▶ **Exercise**
Although pictures appear in the records, the copy must leave them out and match everything else exactly.

Start of Supplied data

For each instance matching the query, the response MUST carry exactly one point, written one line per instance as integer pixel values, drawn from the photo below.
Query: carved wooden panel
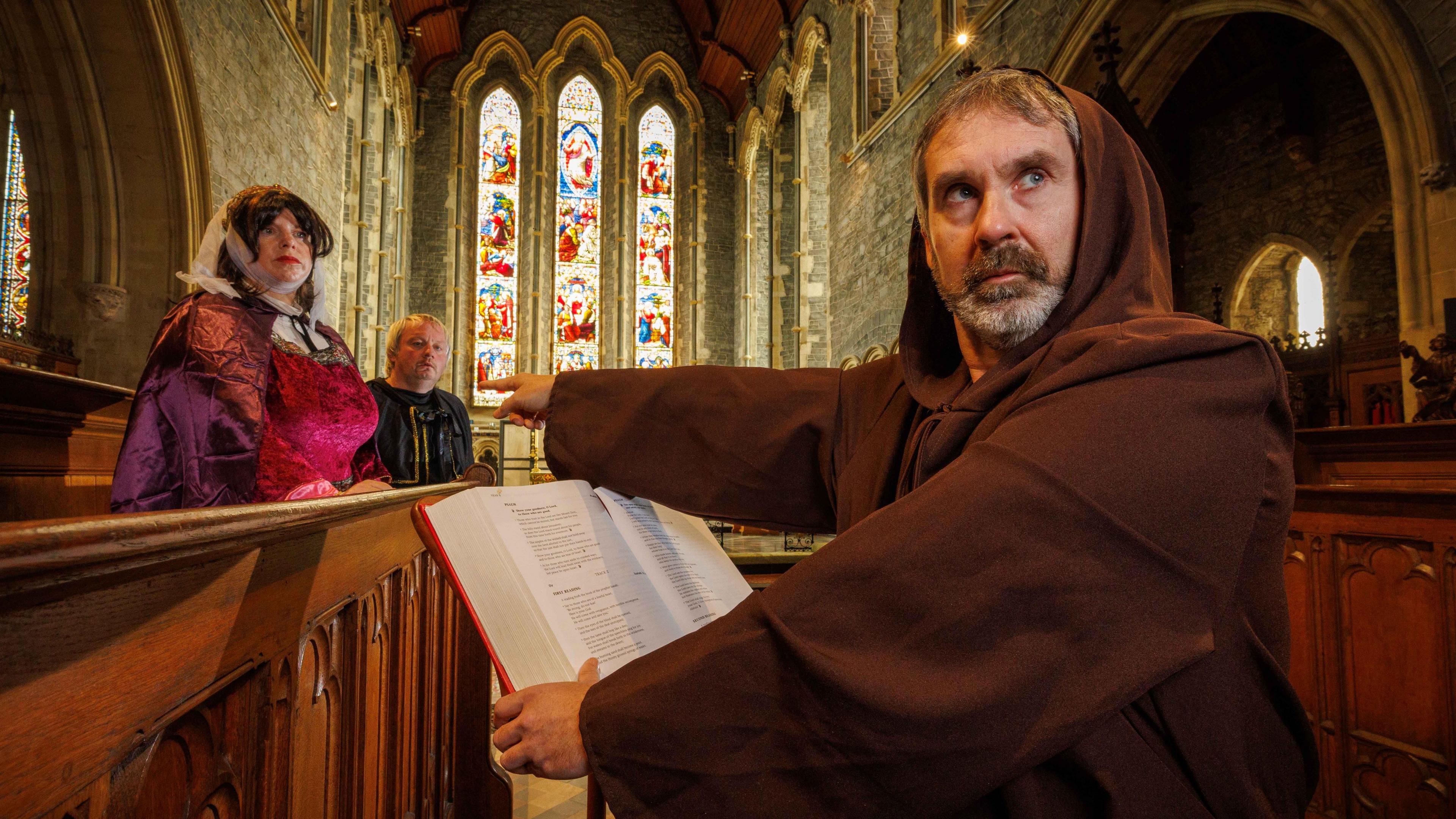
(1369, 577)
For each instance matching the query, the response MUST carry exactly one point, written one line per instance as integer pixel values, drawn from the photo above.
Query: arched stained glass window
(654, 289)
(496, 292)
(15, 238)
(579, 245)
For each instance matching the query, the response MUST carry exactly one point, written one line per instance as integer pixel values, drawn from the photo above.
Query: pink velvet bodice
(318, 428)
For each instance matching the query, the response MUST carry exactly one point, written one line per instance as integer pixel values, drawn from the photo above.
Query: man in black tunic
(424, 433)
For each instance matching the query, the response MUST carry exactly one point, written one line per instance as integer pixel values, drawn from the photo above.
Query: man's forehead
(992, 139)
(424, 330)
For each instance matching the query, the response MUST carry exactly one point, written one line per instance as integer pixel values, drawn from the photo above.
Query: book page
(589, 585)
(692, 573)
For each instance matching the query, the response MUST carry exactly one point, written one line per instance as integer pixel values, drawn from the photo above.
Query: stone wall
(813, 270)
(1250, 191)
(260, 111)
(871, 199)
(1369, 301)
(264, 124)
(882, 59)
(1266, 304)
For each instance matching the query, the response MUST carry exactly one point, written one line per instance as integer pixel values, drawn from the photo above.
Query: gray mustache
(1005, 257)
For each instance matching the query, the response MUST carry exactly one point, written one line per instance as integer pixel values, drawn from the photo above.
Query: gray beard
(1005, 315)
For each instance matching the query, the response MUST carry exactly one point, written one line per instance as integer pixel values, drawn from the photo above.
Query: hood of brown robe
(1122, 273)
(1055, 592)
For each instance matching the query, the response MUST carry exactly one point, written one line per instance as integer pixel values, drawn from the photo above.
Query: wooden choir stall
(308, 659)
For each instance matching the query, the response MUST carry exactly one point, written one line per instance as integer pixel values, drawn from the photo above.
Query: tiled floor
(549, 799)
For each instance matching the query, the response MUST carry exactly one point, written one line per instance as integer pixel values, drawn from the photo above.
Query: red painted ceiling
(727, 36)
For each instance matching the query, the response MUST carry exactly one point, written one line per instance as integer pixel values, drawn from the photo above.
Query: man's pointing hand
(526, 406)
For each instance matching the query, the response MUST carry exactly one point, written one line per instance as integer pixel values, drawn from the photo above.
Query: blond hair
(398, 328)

End of Supplied data

▶ **The answer**
For each instance matching the query, the response MUST carry exactly one point, written one line per instance as integer pixel values, drawn from the photo below.
Query: carved wooden panel
(1369, 577)
For each instance matching the query, the response MUST carry exactly one point, written one line per instance as integer pixel values, drawn from the photo above.
Query: arched stained glass window
(654, 289)
(496, 292)
(15, 238)
(579, 245)
For each instance matching the query, the response MUST carry exactly one point, written one line per instance as integer pixel values, drawn from the photo above.
Query: pink velvet bodice
(318, 428)
For each instance matching the query, the response MUST carry exactly one point, written one line per instance as integer pixel values, drawn from the photo above.
Query: man in black tunic
(424, 433)
For each instance matching the query, the response MUST carry exactly one point, written one line per instance as integer pixel values, drawn from the photo above.
Query: man's forehead
(992, 139)
(424, 330)
For each instance matching the query, the response MUST carry exactly one point, written one line per instance as integer pixel values, drawn from the photo above.
Query: book page
(589, 585)
(692, 573)
For each instance matching the query, the response MUST carry exactly one point, written one line per instance as integer pixel values, drawn from the photo above.
Query: stone wall
(813, 270)
(1250, 191)
(260, 111)
(871, 199)
(1369, 301)
(264, 124)
(882, 59)
(1266, 304)
For each instance matching the query, the response MUST carry exactly one point, written one line per instance as integer pixel values, drawn from the photo above.
Query: gray mustache
(1005, 257)
For each instance matching the query, the response MUST carry exactly one point, written one line per instance as integer pixel values, drawn from the photo above.
Query: gray beard
(1005, 315)
For each instance matching the query, the response MUST carry exactly one point, written one line per instance as integer pixel values, drawn from the photo above.
Query: hood of brown robe
(1122, 273)
(1055, 592)
For each instance matching the query, the response MUST carry exactly one point, written one line per instance as integer pixel values, drawn from the photo above.
Query: wooden choir stall
(308, 659)
For each instance matching the query, the response MUST carry exactly one point, written one line per instance as integer pixel values, drawn from the photo above.
Query: tiled floor
(549, 799)
For each instance matching the query, the response MUST carry exactly one point, written one line per instance as integer pixel values, drawn from the photo above.
Query: red painted ceiling
(727, 36)
For each instance matching the query, the response MUST carry exactly one point, written one line per instance as integer pixel values, drawn from the photo above.
Query: man's pointing hand
(526, 406)
For each instance matching the query, the response MUST carry exactly one point, written one line per instance as integer pixel values, drawn from the photo above.
Query: blond hair
(398, 328)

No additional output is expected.